> _Aufgabenstellung_
Schreibe den Text über Sebastian Wagemeyers Mahnung zu Björn Höcke nach seinem letzten Satz weiter.

> _Dokumenttext_
- - - -

Sebastian Wagemeyer erinnerte daran, dass Deutschland eine Partei erlebe, die demokratisch gewählt in die Parlamente dringe und aus ihrer Verachtung für das demokratische System keinen Hehl mache. „Wie lange nehmen wir es einfach hin, dass die Björn Höckes dieser Welt sich in der Art äußern, wie sie sich äußern – und das mittlerweile unverblümt und ohne jede Scheu und Vorsicht. Wie lange wollen wir uns das als Gesellschaft ansehen?“ Unter anderem sei Björn Höcke (Vorsitzender der AFD-Fraktion im thüringischen Landtag und Mitbegründer der rechtsextremistischen innerparteilichen Gruppe „Der Flügel“) eine akute Gefahr für die freiheitlich demokratische Grundordnung. Spätestens nach dem Treffen in Potsdam, bei dem über massenhafte Vertreibung von Menschen aus Deutschland debattiert worden sei, müssten „alle Alarmglocken schrillen“, forderte Sebastian Wagemeyer.

- - - -

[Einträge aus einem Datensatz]
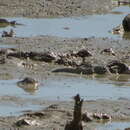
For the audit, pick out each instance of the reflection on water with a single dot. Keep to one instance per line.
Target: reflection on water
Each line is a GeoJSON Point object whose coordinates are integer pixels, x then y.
{"type": "Point", "coordinates": [89, 88]}
{"type": "Point", "coordinates": [87, 26]}
{"type": "Point", "coordinates": [114, 126]}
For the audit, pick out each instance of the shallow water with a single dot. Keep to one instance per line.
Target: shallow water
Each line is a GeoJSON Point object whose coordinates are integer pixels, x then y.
{"type": "Point", "coordinates": [85, 26]}
{"type": "Point", "coordinates": [114, 126]}
{"type": "Point", "coordinates": [67, 87]}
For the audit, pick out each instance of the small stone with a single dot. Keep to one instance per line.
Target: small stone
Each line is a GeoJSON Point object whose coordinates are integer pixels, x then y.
{"type": "Point", "coordinates": [26, 122]}
{"type": "Point", "coordinates": [105, 116]}
{"type": "Point", "coordinates": [86, 118]}
{"type": "Point", "coordinates": [97, 116]}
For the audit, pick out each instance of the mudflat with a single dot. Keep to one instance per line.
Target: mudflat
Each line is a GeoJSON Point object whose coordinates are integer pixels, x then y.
{"type": "Point", "coordinates": [56, 113]}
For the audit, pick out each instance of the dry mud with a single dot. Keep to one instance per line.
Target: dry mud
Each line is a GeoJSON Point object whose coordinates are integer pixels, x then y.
{"type": "Point", "coordinates": [52, 8]}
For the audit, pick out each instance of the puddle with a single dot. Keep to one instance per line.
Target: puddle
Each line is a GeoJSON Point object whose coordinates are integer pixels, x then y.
{"type": "Point", "coordinates": [15, 110]}
{"type": "Point", "coordinates": [114, 126]}
{"type": "Point", "coordinates": [67, 87]}
{"type": "Point", "coordinates": [87, 26]}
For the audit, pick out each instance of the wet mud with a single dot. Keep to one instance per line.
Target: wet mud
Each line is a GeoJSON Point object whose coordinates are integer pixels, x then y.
{"type": "Point", "coordinates": [23, 59]}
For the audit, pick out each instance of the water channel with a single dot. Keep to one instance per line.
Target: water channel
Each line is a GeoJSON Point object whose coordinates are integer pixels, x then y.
{"type": "Point", "coordinates": [90, 88]}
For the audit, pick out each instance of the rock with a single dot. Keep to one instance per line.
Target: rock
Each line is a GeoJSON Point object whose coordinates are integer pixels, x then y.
{"type": "Point", "coordinates": [97, 116]}
{"type": "Point", "coordinates": [8, 34]}
{"type": "Point", "coordinates": [35, 114]}
{"type": "Point", "coordinates": [100, 70]}
{"type": "Point", "coordinates": [118, 67]}
{"type": "Point", "coordinates": [83, 53]}
{"type": "Point", "coordinates": [28, 84]}
{"type": "Point", "coordinates": [86, 118]}
{"type": "Point", "coordinates": [109, 51]}
{"type": "Point", "coordinates": [118, 30]}
{"type": "Point", "coordinates": [105, 116]}
{"type": "Point", "coordinates": [126, 23]}
{"type": "Point", "coordinates": [4, 21]}
{"type": "Point", "coordinates": [26, 122]}
{"type": "Point", "coordinates": [48, 56]}
{"type": "Point", "coordinates": [127, 128]}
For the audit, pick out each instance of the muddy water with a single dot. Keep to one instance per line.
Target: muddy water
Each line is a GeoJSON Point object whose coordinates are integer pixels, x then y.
{"type": "Point", "coordinates": [69, 86]}
{"type": "Point", "coordinates": [87, 26]}
{"type": "Point", "coordinates": [114, 126]}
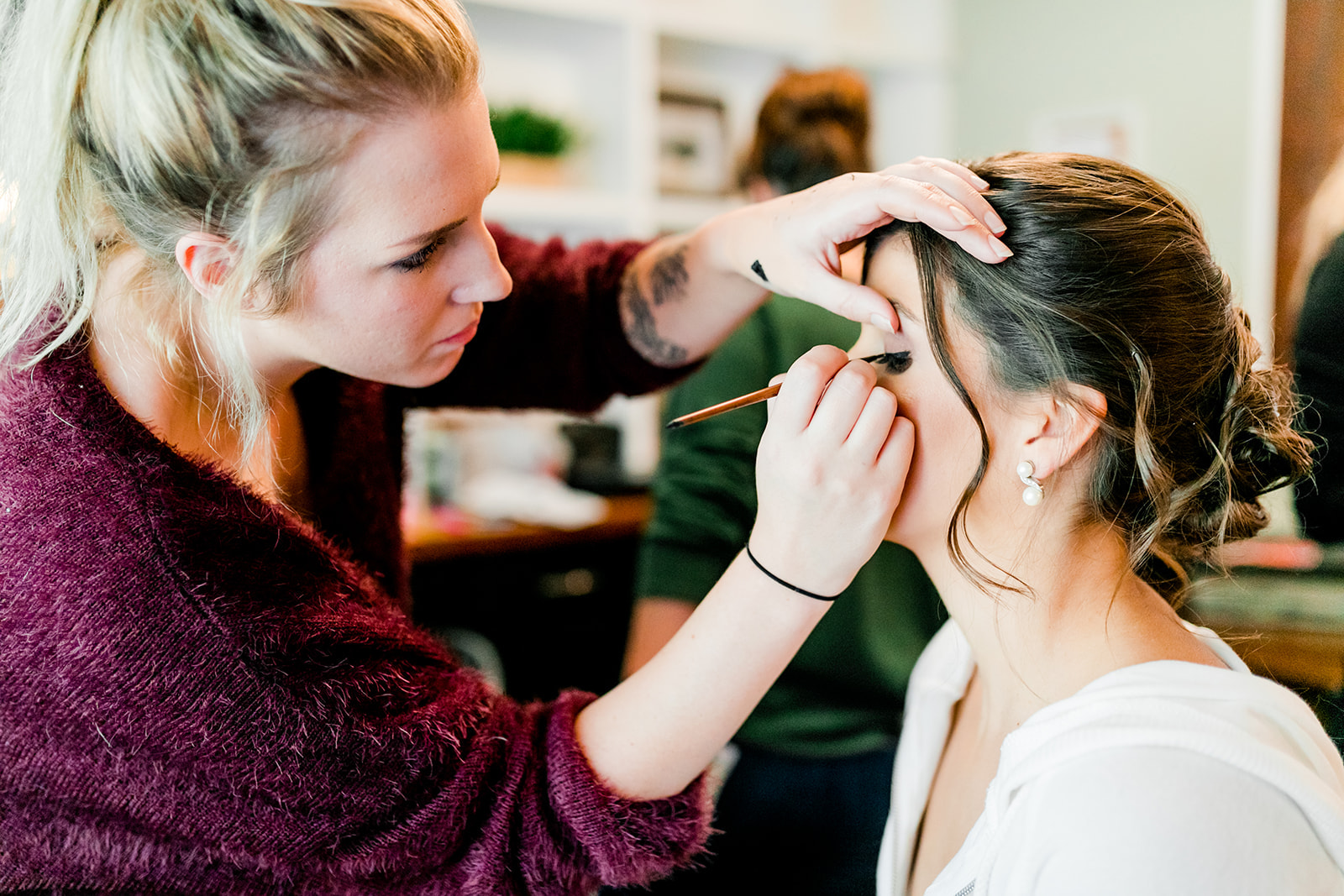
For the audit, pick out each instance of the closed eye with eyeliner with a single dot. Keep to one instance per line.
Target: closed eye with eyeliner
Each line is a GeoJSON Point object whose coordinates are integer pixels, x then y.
{"type": "Point", "coordinates": [421, 258]}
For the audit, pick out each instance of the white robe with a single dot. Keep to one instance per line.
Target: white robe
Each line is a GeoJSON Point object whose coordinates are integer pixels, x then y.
{"type": "Point", "coordinates": [1160, 778]}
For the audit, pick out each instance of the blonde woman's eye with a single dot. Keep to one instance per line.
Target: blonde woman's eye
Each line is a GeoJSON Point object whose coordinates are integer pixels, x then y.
{"type": "Point", "coordinates": [420, 259]}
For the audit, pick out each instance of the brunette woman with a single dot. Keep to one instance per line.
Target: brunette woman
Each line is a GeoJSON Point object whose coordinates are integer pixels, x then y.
{"type": "Point", "coordinates": [1089, 421]}
{"type": "Point", "coordinates": [244, 235]}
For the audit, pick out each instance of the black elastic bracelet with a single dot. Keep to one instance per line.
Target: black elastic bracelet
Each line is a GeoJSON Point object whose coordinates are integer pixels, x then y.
{"type": "Point", "coordinates": [790, 587]}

- - - -

> _Antwort zur Aufgabe_
Zuvor hatte er in seinem Rückblick auf das Jahr 2023 zahlreiche Vorhaben erwähnt, die trotz schwieriger Umstände gelungen seien.
So sei die Brückensprengung im Mai ein wichtiges Signal für den Neubau der Talbrücke Rahmede gewesen. „Nur knapp fünf Monate nach der Sprengung hat Bundeverkehrsminister Wissing den Startschuss für den Neubau der Brücke gegeben. Die beauftragten Firmen wollen in den nächsten Wochen mit der Gründung der neuen Brückenpfeiler beginnen. Vor uns liegen noch gut zweieinhalb schwierige Jahre – bis die erste Hälfte der Brücke in Betrieb gehen kann –, doch der Neubau ist für uns ein Zeichen der Hoffnung, dass es für Lüdenscheid und alle Menschen in Südwestfalen jetzt endlich vorwärts geht“, fasste Sebastian Wagemeyer zusammen.
Auch im Bereich Bildung und Kultur sei die Stadt ein gutes Stück vorangekommen. Der Bürgermeister erwähnte die Förderbescheide für das Bildungsprojekt TUMO +lernfab. sowie für die neue Museums-Dauerausstellung „Innovatia“. Wie bunt die Stadt sei, habe der Besuch inklusiver Sportlerinnen und Sportler aus Mexiko, die sich in Lüdenscheid auf die Special Olympics World Games in Berlin vorbereitet hätten, gezeigt. Bei der Umgestaltung der Alt- und Innenstadt sei man ein gutes Stück vorangekommen. Der Abschluss der Arbeiten in der unteren Wilhelmstraße im Sommer solle mit einem Fest in der Innenstadt gefeiert werden, kündigte Sebastian Wagemeyer an.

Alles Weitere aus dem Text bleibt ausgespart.